===== SOURCE DATA =====

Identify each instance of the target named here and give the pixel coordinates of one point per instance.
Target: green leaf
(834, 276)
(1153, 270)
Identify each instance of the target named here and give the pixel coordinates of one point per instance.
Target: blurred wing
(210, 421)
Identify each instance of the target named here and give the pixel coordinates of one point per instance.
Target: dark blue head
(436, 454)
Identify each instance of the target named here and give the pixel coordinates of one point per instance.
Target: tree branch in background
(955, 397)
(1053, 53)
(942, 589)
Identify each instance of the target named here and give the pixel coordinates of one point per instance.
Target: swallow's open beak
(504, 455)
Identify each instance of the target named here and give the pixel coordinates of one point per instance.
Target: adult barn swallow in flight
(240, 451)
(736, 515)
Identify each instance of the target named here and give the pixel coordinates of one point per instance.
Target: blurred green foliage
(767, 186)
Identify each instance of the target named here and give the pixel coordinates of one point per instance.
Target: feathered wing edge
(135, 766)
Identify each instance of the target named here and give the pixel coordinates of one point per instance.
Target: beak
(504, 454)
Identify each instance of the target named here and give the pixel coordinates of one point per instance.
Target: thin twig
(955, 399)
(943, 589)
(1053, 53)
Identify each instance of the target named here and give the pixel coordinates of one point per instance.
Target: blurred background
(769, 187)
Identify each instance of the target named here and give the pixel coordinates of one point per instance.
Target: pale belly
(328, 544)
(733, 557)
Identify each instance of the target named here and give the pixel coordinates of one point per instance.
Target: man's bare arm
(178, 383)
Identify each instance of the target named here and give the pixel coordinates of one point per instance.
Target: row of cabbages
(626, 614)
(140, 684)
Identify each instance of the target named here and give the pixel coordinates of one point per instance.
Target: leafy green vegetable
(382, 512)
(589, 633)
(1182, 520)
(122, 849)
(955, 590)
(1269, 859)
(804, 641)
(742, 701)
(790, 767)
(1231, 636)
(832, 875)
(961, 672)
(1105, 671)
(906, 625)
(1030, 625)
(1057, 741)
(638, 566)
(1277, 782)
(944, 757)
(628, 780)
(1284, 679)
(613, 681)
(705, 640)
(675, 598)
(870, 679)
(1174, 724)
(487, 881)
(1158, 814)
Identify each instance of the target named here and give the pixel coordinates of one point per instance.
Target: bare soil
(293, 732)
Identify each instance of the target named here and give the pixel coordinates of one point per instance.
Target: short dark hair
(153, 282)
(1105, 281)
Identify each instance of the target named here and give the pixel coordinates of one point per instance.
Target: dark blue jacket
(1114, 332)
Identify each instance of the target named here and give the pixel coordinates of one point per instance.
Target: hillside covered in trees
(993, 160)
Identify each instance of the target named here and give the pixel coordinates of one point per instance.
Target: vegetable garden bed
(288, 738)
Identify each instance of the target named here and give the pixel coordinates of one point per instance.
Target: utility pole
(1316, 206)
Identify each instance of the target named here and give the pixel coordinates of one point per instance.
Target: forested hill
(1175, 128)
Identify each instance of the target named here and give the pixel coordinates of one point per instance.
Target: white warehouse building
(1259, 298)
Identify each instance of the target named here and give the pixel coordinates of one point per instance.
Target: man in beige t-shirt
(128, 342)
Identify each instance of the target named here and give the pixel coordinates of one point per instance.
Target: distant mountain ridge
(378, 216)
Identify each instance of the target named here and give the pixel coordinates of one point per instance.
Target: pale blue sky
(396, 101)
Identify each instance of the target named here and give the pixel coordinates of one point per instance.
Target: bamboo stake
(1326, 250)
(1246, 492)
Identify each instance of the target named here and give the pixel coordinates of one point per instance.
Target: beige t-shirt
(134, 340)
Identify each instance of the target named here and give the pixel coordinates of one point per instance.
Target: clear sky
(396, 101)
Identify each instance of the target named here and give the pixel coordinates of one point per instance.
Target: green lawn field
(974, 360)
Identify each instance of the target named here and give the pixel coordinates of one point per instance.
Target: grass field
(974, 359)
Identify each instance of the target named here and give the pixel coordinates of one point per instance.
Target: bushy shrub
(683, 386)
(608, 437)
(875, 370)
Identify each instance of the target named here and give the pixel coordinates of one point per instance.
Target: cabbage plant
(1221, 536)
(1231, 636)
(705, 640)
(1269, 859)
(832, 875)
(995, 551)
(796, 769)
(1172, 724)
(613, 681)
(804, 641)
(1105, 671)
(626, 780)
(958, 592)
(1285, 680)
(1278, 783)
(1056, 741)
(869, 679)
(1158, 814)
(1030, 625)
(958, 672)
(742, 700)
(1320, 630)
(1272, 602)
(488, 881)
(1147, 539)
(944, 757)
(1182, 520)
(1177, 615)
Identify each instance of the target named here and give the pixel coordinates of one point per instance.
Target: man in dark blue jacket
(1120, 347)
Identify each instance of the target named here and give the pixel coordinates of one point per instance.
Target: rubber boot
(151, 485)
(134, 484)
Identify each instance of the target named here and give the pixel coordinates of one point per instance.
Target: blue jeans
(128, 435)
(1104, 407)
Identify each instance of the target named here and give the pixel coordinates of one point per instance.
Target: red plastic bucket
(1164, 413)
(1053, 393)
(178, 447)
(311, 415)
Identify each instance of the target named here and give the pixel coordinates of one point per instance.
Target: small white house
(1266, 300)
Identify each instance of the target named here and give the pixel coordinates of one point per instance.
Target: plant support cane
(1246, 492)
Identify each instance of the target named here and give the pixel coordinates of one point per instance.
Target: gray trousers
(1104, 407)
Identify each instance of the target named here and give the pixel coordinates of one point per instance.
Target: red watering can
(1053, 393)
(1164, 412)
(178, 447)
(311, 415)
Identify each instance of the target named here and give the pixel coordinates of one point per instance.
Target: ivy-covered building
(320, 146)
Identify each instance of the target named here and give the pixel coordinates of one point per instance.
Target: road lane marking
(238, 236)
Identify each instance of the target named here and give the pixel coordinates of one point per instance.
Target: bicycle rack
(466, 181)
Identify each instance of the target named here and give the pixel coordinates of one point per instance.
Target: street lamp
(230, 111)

=====

REQUIRED ACTION
Output the complete data verbatim.

SOLVED PROBLEM
Identify each instance of the target named here and give the pixel coordinates of one point per instance.
Target: green leaf
(834, 276)
(1153, 270)
Identify each instance of the target named here and give the pixel coordinates of one point per instance.
Target: blurred wing
(210, 421)
Identify each instance of the target named here and give the pixel coordinates of one point per instance.
Target: dark blue head
(436, 454)
Identify each instance of the target named here and give the pixel coordinates of one point per instance.
Target: tree branch in background
(955, 397)
(1053, 53)
(942, 589)
Identify each instance of the target named here and give the pixel coordinates of one point per instance.
Target: swallow's open beak
(504, 455)
Identify each instance of the target named here and give the pixel coordinates of one point per instance.
Target: adult barn swallow in flight
(240, 451)
(736, 515)
Identify each instance of the target named here and give the pixel coordinates of one point per instance.
Target: blurred green foliage
(767, 186)
Identify each instance of the target named here and give the pixel coordinates of one point per instance.
Target: feathered wing edge
(135, 766)
Identify each instance of the target named here and give the pixel coordinates of one point per instance.
Target: beak
(504, 454)
Identify each instance of the target named here and give the pixel coordinates of one point per instance.
Target: thin twig
(955, 399)
(943, 589)
(1053, 53)
Identify each instance of the target named here and give the pixel coordinates of one point per instance.
Target: blurred background
(769, 187)
Identify each instance of the target named here and give the pixel coordinates of one point per instance.
Target: pale belly
(328, 544)
(733, 557)
Identify each instance of the target named here and give the pixel coordinates of one point per instance.
Target: man's bare arm
(178, 383)
Identify each instance of the target named here and give the pixel coordinates of one point per instance.
Target: row of cabbages
(626, 614)
(140, 684)
Identify each instance of the target named here and give the pixel coordinates of one point per instance.
Target: leafy green vegetable
(382, 512)
(589, 633)
(1182, 520)
(122, 849)
(955, 590)
(1269, 859)
(804, 641)
(742, 701)
(790, 767)
(1231, 636)
(832, 875)
(961, 672)
(1105, 671)
(906, 625)
(1030, 625)
(1057, 741)
(638, 566)
(1277, 782)
(944, 757)
(628, 780)
(1284, 679)
(613, 681)
(705, 640)
(675, 598)
(870, 679)
(1174, 724)
(487, 881)
(1158, 814)
Identify each instance of the target named here and give the pixel coordinates of one point per instance.
Target: bare soil
(293, 732)
Identify each instance of the target named here and give the pixel coordinates of one point per instance.
Target: short dark hair
(153, 282)
(1105, 281)
Identify each instance of the target named here and give the pixel coordinates of one point per instance.
Target: dark blue jacket
(1114, 332)
Identify each instance of the target named here and give the pixel coordinates of one point per instance.
Target: hillside covered in trees
(993, 160)
Identify each instance of the target named here and give the pixel coordinates of one point per instance.
Target: vegetable garden bed
(288, 738)
Identify each instance of the target named here and give the pixel coordinates of one point per instance.
Target: utility pole
(1316, 206)
Identify each instance of the target named here and give the pixel coordinates of one point per instance.
Target: forested hill
(1175, 128)
Identify each instance of the target named here and give the pixel coordinates of one point per instance.
Target: white warehouse building
(1259, 298)
Identify each instance of the target named here and give the pixel coordinates of one point per instance.
Target: man in beige t-shirt
(128, 342)
Identify each instance of the target named here and give the pixel coordinates of one point per instance.
Target: distant mountain ridge
(378, 216)
Identify each instance of the target named here and give the pixel coordinates of one point per instance.
Target: pale blue sky
(396, 101)
Identify each instance of the target named here and give the pixel coordinates of one point per instance.
Target: bamboo stake
(1326, 250)
(1246, 492)
Identify each instance of the target named here and give the pixel coordinates of one point per instance.
Target: beige t-shirt
(134, 340)
Identify each instance of the target named here and give the pixel coordinates of one point per instance.
Target: clear sky
(396, 101)
Identify each instance of the target named here and give the pixel coordinates of one point per instance.
Target: green lawn field
(974, 360)
Identify each instance of the target named here and give the pixel coordinates of one point per instance.
Target: grass field
(974, 359)
Identify each instance of the target named here and give the pixel coordinates of one point per instance.
Target: bushy shrub
(683, 386)
(608, 437)
(875, 370)
Identify each instance of the target named here and give the pixel coordinates of one point per instance.
Target: cabbage plant
(1221, 536)
(1231, 636)
(705, 640)
(1269, 859)
(832, 875)
(995, 551)
(796, 769)
(1172, 724)
(613, 681)
(804, 641)
(1105, 671)
(626, 780)
(958, 592)
(1285, 680)
(1278, 783)
(1056, 741)
(869, 679)
(1158, 814)
(1030, 625)
(958, 672)
(742, 700)
(1320, 630)
(1272, 602)
(488, 881)
(1147, 539)
(944, 757)
(1182, 520)
(1177, 615)
Identify each instance of the target named here and give the pixel coordinates of one point per instance.
Target: man in dark blue jacket
(1120, 347)
Identify each instance of the target named here and give the pixel coordinates of one point per instance.
Target: rubber boot
(151, 485)
(134, 484)
Identify each instance of the target named here and give the pixel coordinates of one point per instance.
Target: blue jeans
(128, 435)
(1104, 407)
Identify each instance of the target named here and give the pixel coordinates of one point per instance.
Target: red plastic bucket
(1164, 413)
(1053, 393)
(178, 447)
(311, 415)
Identify each instance of the target named here and give the pixel coordinates of one point per instance.
Target: small white house
(1266, 300)
Identify each instance of the target named here and give the pixel coordinates of one point per instance.
Target: plant support cane
(1246, 492)
Identify each instance of the target named here and give the pixel coordinates of one point per instance.
Target: gray trousers
(1104, 407)
Identify each instance of the target named here and give the pixel coordinates of one point per instance.
Target: red watering can
(1053, 393)
(1164, 412)
(178, 447)
(311, 415)
Identify each instance of the target named here and give the pixel coordinates of one point per instance.
Target: ivy-covered building
(320, 146)
Identify each instance of the target named here and give the pixel coordinates of one point per instance.
Target: road lane marking
(238, 236)
Identify each instance of the target named here and give the pixel coordinates of one point per instance.
Target: bicycle rack
(466, 181)
Identify each instance of the target named here and give the pixel coordinates of one point per instance.
Target: street lamp
(230, 111)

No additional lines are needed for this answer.